# START OF MATERIAL FOR THIS TASK
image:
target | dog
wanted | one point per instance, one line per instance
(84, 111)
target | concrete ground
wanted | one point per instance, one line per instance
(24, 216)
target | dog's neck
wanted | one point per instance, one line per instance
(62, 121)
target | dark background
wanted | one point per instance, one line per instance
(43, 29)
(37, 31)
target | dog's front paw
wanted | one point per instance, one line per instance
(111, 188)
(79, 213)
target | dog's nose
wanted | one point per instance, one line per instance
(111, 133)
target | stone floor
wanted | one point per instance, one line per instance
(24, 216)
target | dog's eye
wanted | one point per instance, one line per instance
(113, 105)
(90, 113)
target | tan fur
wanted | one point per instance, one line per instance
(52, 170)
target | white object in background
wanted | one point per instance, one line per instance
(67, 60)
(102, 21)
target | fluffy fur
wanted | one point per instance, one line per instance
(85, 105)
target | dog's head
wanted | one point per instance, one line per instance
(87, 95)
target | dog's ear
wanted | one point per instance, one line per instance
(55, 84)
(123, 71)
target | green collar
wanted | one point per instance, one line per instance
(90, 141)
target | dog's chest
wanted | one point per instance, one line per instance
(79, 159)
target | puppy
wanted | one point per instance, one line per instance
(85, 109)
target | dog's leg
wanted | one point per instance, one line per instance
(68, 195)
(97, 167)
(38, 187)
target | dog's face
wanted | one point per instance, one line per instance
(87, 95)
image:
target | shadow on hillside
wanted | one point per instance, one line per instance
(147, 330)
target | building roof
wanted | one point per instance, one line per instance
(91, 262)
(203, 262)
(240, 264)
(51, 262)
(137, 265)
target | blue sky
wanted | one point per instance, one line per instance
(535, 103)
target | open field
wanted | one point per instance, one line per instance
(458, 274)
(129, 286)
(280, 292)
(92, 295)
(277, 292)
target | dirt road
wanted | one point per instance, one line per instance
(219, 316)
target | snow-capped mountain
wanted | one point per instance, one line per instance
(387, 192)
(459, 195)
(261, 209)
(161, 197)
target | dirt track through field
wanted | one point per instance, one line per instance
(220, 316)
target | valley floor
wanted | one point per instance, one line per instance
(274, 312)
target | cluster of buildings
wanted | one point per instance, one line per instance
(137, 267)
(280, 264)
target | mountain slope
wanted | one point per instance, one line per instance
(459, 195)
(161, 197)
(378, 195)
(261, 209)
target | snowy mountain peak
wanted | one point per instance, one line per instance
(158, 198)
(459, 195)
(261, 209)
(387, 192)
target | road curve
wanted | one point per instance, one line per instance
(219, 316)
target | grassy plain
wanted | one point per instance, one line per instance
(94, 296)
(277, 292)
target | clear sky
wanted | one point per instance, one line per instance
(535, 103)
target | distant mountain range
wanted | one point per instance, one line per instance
# END OF MATERIAL FOR THIS TASK
Print the material verbatim, all of it.

[SOLUTION FOR THIS EXERCISE]:
image:
target | dog
wanted | one point per instance, one line per instance
(84, 111)
target | concrete ground
wanted | one point per instance, one line per instance
(24, 216)
target | dog's neck
wanted | one point per instance, one line per instance
(62, 121)
target | dark background
wanted | one point per instance, one line per instance
(43, 29)
(37, 31)
target | dog's front paw
wanted | one point per instance, one line per instance
(111, 188)
(79, 213)
target | dog's nose
wanted | one point per instance, one line per instance
(111, 133)
target | stone floor
wanted | one point per instance, one line per instance
(24, 216)
target | dog's eye
wanted | one point per instance, one line per instance
(113, 105)
(90, 113)
target | tan fur
wanted | one point per instance, one line per instance
(52, 170)
target | white object in background
wanted | one point per instance, one line per instance
(67, 60)
(102, 21)
target | fluffy fur
wanted | one point per instance, one line per instance
(85, 105)
target | dog's head
wanted | one point per instance, one line per instance
(87, 95)
target | dog's ear
wanted | one point per instance, one line per instance
(55, 84)
(123, 71)
target | green collar
wanted | one point per instance, one line per instance
(90, 141)
target | dog's chest
wanted | one point per instance, one line per instance
(79, 159)
target | puppy
wanted | one point per instance, one line per instance
(85, 109)
target | dog's leg
wanted | one point per instance, one line per instance
(68, 195)
(97, 167)
(38, 187)
target | dog's face
wanted | one point per instance, one line per instance
(87, 95)
image:
target | shadow on hillside
wanted | one point per instance, one line per instance
(147, 330)
target | building roof
wanted | one point per instance, one line per instance
(91, 262)
(203, 262)
(240, 264)
(51, 262)
(137, 265)
target | blue sky
wanted | one point per instance, one line per instance
(535, 103)
target | open field
wanted | one point per instance, one line per instance
(458, 274)
(129, 286)
(280, 292)
(92, 295)
(277, 292)
target | dirt road
wanted | one point per instance, one line per instance
(219, 316)
target | snow-capped mountain
wanted | one point per instance, one line per instance
(387, 192)
(459, 195)
(261, 209)
(161, 197)
target | dirt track through field
wanted | one point per instance, one line per instance
(220, 316)
target | valley floor
wanted | one point per instance, one line per instance
(274, 312)
target | cluster of buildings
wanted | one point per instance, one line per instance
(137, 267)
(280, 264)
target | mountain slope
wanted | one point per instance, one line per instance
(459, 195)
(161, 197)
(378, 195)
(261, 209)
target | snowy mountain peak
wanted | one point per instance, one line per instance
(158, 198)
(459, 195)
(261, 209)
(387, 192)
target | road curve
wanted | one point per instance, one line per instance
(219, 316)
target | grassy plain
wanted | one point per instance, one line per instance
(94, 296)
(277, 292)
target | clear sky
wanted | one point per instance, one line per instance
(535, 103)
target | distant mountain range
wanted | one point per instance, one line per instance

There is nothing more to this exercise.